» **TEXT SECTION**:
━━━━

It seems that the Christmas season begins earlier and earlier. Seasonal goods appear on the supermarket shelves in September, cities switch on their Christmas lights in mid-November, and carols begin to play on the radio before December has arrived… Welcome to Advent, twenty-first century style.
Note: we consumerists don’t like to have to wait for anything. Even if we can’t have the gifts and the baby Jesus today, we’re going to act like we can, waiting be damned.
My church background is Pentecostal, and we Pentecostals are not known for waiting patiently in the in-between times. We tend to hit the highs and ignore pretty much everything else. For example, we ignore Lent, that time of self-deprivation in anticipation of the self-giving of Jesus, and then we more or less skip right over good Friday and rush triumphalistically to Easter Sunday. Similarly, we ignore Advent – the term would not even be recognised by most Pentecostals, except in reference to a calendar with chocolates in it – and jump straight into Christmas on 25 December, when the Saviour’s birth is announced with great pomp, choirs of angels assisting. There is no time for prior reflection on the mystery of Advent, which is about those who dwelled in darkness and did not know the great light was coming (see Isaiah 9:2).
They waited, and they hoped, but they did not know.
Those dark days and years that preceded the coming of Jesus are known to us as the intertestamental period – the period between the Old and New Testaments.
Why were they dark?

━━━━

» **EXTRACTED INFORMATION**:
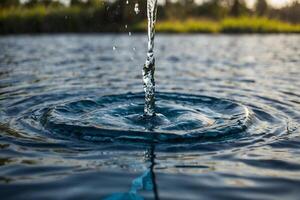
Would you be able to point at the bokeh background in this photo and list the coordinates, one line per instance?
(200, 16)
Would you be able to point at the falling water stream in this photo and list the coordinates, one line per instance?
(149, 67)
(223, 124)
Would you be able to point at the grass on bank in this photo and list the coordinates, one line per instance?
(76, 19)
(227, 25)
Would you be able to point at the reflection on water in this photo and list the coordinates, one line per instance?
(66, 103)
(144, 182)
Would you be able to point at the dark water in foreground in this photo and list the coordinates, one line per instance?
(227, 128)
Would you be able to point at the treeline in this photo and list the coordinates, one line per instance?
(34, 16)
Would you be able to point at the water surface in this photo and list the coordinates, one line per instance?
(227, 126)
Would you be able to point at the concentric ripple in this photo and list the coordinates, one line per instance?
(179, 118)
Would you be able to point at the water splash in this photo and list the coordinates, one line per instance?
(149, 67)
(136, 8)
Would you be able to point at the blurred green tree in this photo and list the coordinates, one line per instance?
(9, 3)
(239, 8)
(261, 7)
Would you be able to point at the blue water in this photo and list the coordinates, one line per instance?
(227, 123)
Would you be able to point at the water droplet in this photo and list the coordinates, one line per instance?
(136, 8)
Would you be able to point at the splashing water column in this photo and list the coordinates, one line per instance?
(149, 67)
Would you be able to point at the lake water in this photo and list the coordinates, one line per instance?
(228, 124)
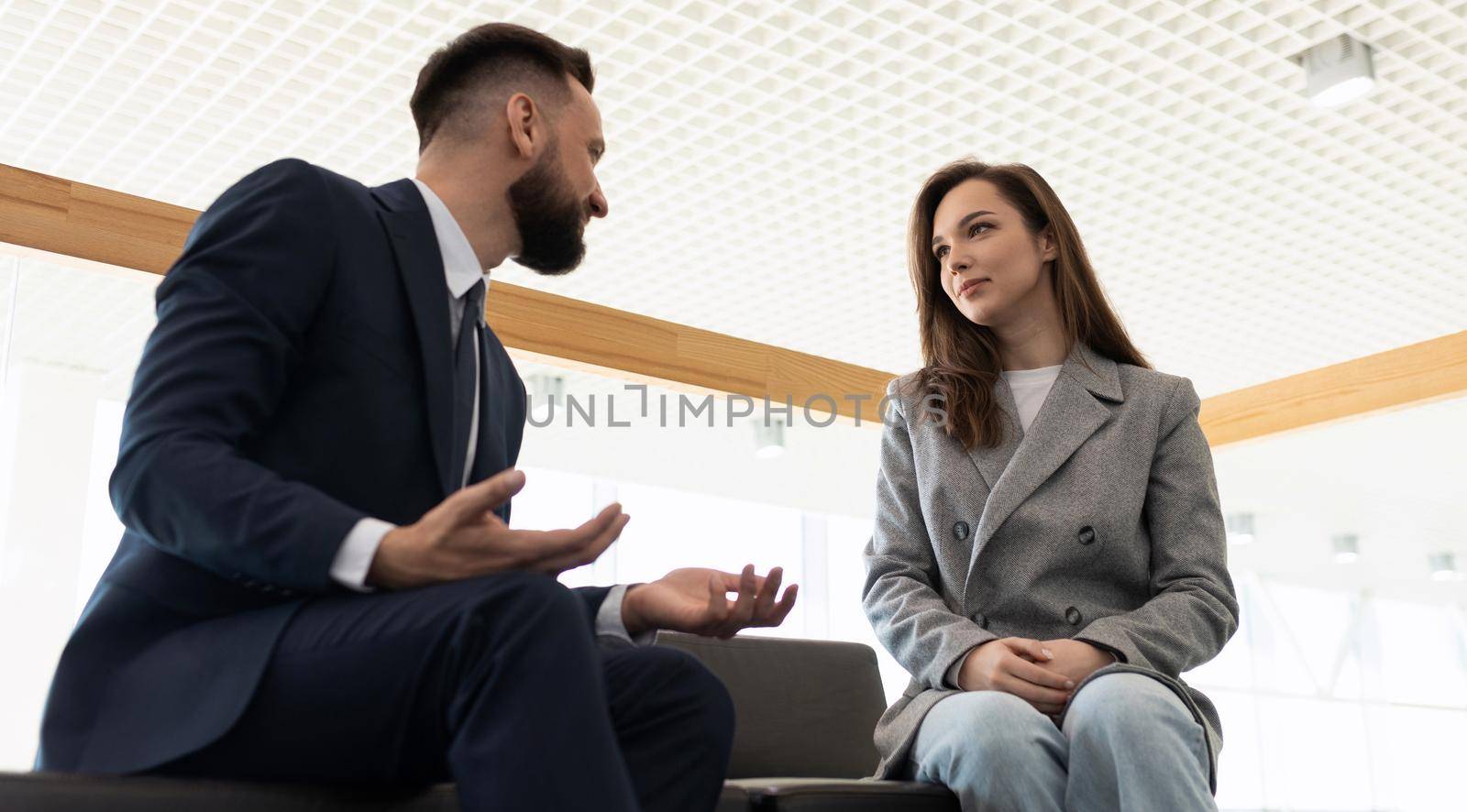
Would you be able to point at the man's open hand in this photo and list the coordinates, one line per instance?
(696, 599)
(464, 538)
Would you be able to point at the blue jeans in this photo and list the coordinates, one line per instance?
(1127, 743)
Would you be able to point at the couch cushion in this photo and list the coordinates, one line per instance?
(56, 792)
(801, 707)
(835, 795)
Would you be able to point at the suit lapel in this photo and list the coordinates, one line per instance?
(420, 263)
(1071, 413)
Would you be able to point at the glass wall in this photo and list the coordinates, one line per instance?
(1346, 687)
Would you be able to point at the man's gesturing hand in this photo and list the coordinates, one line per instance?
(696, 599)
(1012, 665)
(464, 538)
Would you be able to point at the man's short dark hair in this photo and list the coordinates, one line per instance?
(488, 56)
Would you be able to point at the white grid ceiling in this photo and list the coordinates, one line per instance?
(763, 156)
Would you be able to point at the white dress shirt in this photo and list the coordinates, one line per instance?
(461, 270)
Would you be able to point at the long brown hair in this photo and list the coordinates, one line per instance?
(960, 358)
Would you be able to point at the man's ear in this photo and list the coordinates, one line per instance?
(527, 124)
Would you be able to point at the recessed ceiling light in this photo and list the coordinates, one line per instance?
(769, 437)
(1337, 71)
(1442, 566)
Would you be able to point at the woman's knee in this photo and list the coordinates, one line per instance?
(983, 728)
(1122, 706)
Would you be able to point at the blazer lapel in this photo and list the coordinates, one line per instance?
(1070, 415)
(420, 263)
(992, 462)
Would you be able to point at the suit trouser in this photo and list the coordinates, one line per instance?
(496, 684)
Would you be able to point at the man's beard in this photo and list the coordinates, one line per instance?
(549, 217)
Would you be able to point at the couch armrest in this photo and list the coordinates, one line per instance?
(836, 795)
(803, 707)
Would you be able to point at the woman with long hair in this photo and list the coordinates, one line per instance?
(1049, 553)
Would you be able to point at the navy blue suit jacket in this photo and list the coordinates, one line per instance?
(300, 379)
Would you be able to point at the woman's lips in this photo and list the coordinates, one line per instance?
(972, 285)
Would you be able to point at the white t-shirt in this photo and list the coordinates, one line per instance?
(1031, 388)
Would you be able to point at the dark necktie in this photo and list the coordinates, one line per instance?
(466, 376)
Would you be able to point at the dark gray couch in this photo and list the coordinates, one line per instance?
(806, 713)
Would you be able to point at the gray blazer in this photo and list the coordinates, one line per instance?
(1100, 523)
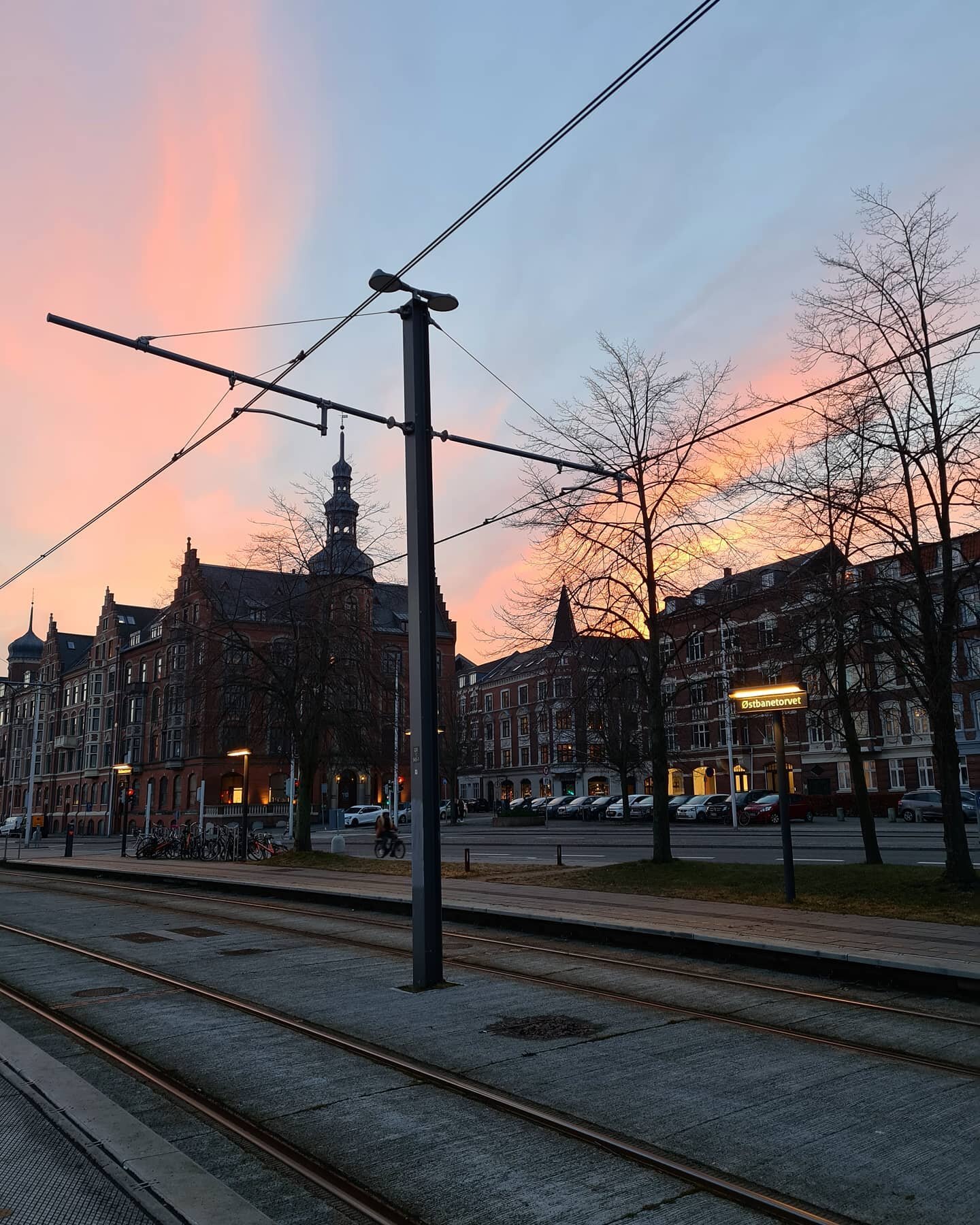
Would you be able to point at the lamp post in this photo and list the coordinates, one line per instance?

━━━━

» **TASK PROMPT**: Return the part of the Advent text that begins at the words "Those dark days" and stops after the words "and New Testaments.", copied word for word.

» **EXERCISE RESULT**:
Those dark days and years that preceded the coming of Jesus are known to us as the intertestamental period – the period between the Old and New Testaments.